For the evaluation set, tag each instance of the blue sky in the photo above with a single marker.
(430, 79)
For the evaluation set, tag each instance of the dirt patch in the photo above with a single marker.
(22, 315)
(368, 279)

**AIM**
In the lines above, change "evaluation set" to "validation set" and write the lines out again with nothing else altered.

**RESULT FOR THIS EXERCISE**
For the validation set, tag each instance of the blue sky in the photo above with a single marker.
(430, 79)
For the validation set, tag each instance of the dirt patch in the photo above with a single marker.
(22, 315)
(368, 279)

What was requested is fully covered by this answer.